**Tugas Latihan:**
(a) Menurut tulisan tentang hakikat barokah, dalam perang apa Mus'ab bin Umair gugur sebagai syahid?
(b) Teruskan tulisan tentang hakikat barokah, dimulai setelah kalimat terakhir yang dimuat.

**Kutipan Terpilih:**
Selamat datang di cahayabundaastuti.com

Memahami Hakikat Barokah yang Sesungguhnya

Rabu, 23 Juli 20250 komentar

Memahami Hakikat Barokah yang Sesungguhnya
Dalam riuhnya kehidupan, kita seringkali mengejar sesuatu yang banyak: harta berlimpah, jabatan tinggi, umur panjang, atau anak-anak yang cerdas dan sukses. Kita mendefinisikan "keberuntungan" atau "keberhasilan" dari kuantitas yang terlihat. Namun, pernahkah kita berhenti sejenak dan merenung tentang hakikat barokah yang sesungguhnya? Barokah bukanlah sekadar "banyak", melainkan "bertambahnya kebaikan", sebuah nilai kualitatif yang melampaui perhitungan materi.

Barokah adalah ketika yang sedikit menjadi cukup, yang sederhana menjadi bermakna, dan yang terbatas mampu membawa manfaat tak terhingga.
Seringkali kita mengira hidup yang barokah itu identik dengan kesehatan yang prima, bebas dari segala penyakit. Tentu, kesehatan adalah nikmat besar. Namun, kisah Nabi Ayyub Alaihissalam mengajarkan kita makna barokah yang lebih dalam. Beliau diuji dengan penyakit parah selama bertahun-tahun, kehilangan keluarga dan hartanya, namun kesabarannya justru meningkatkan ketaatannya kepada Allah SWT. Sakitnya menjadi jalan menuju maqam yang lebih tinggi di sisi-Nya. Ini menunjukkan bahwa barokah bisa hadir dalam kondisi yang tidak kita inginkan, mengubah penderitaan menjadi pahala dan kedekatan dengan Sang Pencipta.

Demikian pula dengan umur. Kebanyakan dari kita berharap panjang umur. Padahal, barokah tak selalu tentang usia yang membentang. Ada jiwa-jiwa mulia yang hidupnya singkat, namun jejak ketaatan dan pengorbanannya begitu dahsyat. Ambil contoh Mus'ab bin Umair, seorang pemuda Quraisy yang tampan dan kaya raya. Ia memeluk Islam di awal dakwah, meninggalkan semua kemewahan dunia, dan syahid di usia muda dalam Perang Uhud. Kehidupannya yang singkat dipenuhi dengan pengabdian tulus, menjadi duta Islam pertama yang berhasil menyebarkan dakwah di Madinah sebelum hijrah. Umurnya pendek, tapi barokah amalnya tak terhingga, menginspirasi jutaan umat hingga kini.

**Data yang Ditampilkan:**
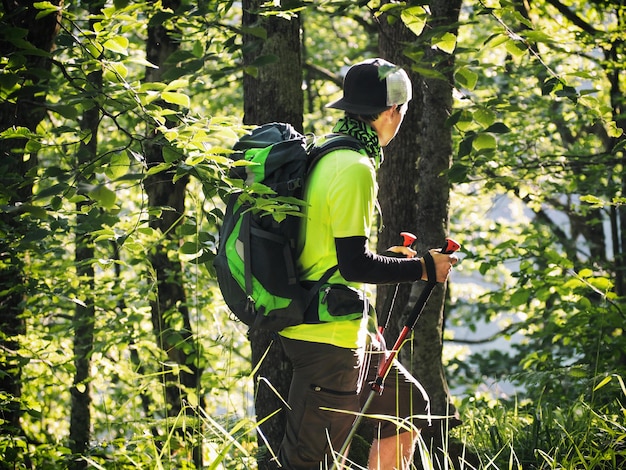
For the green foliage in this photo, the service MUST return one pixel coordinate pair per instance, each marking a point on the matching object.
* * *
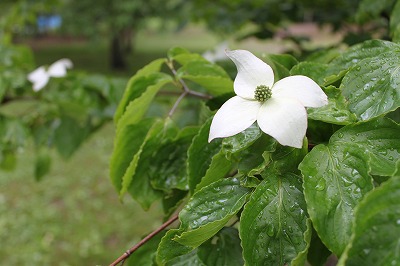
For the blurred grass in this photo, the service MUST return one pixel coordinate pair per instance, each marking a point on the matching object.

**Hasil Latihan:**
(a) Mus'ab bin Umair gugur sebagai syahid dalam Perang Uhud.

(b)
Bahkan, tanah pun memiliki konsep barokahnya sendiri. Tanah yang barokah bukan hanya karena subur dengan pepohonan rindang dan panorama yang indah menawan. Lihatlah Makkah Al-Mukarramah, sebuah lembah tandus dan gersang yang tidak memiliki sumber daya alam melimpah. Namun, di sanalah Baitullah berada, kiblat umat Islam sedunia, tempat jutaan manusia berhaji dan berumrah. Keutamaannya tak tertandingi di hadapan Allah ﷻ. Tanah tandus itu menjadi pusat spiritualitas, sumber keberkahan rohani yang tak pernah kering.

Dalam urusan makanan, kita cenderung berfokus pada komposisi gizi, vitamin, atau kelezatannya. Namun, makanan yang barokah adalah makanan yang mampu mendorong kita menjadi lebih taat setelah menyantapnya. Bukan sekadar mengenyangkan perut, melainkan memberikan energi untuk beribadah, menuntut ilmu, atau berbuat kebaikan. Rasulullah ﷺ pernah bersabda, "Ya Allah, berkahilah kami pada apa yang Engkau rezekikan kepada kami dan jauhkan kami dari api neraka." Doa ini mengajarkan kita bahwa barokah pada makanan adalah yang membawa kebaikan dunia dan akhirat. Makanan yang barokah bisa jadi adalah sepotong roti sederhana, namun mampu menguatkan seseorang untuk shalat malam atau berpuasa esok hari.

Begitu pula dengan ilmu. Ilmu yang barokah bukanlah ilmu yang hanya diukur dari banyaknya riwayat, tebalnya catatan kaki, atau tingginya gelar akademik. Ilmu yang barokah adalah yang mampu menggerakkan pemiliknya untuk meneteskan keringat dan darah dalam beramal serta berjuang demi tegaknya agama Islam. Ilmu itu menjelma menjadi amal, menginspirasi perubahan, dan membawa maslahat bagi umat. Seorang ulama yang ilmunya sedikit namun diamalkan dengan istiqamah, lebih barokah daripada ilmuwan yang hafal ribuan kitab namun tak menggerakkan hatinya untuk berjuang di jalan Allah. Ilmu yang barokah akan selalu berbuah amal.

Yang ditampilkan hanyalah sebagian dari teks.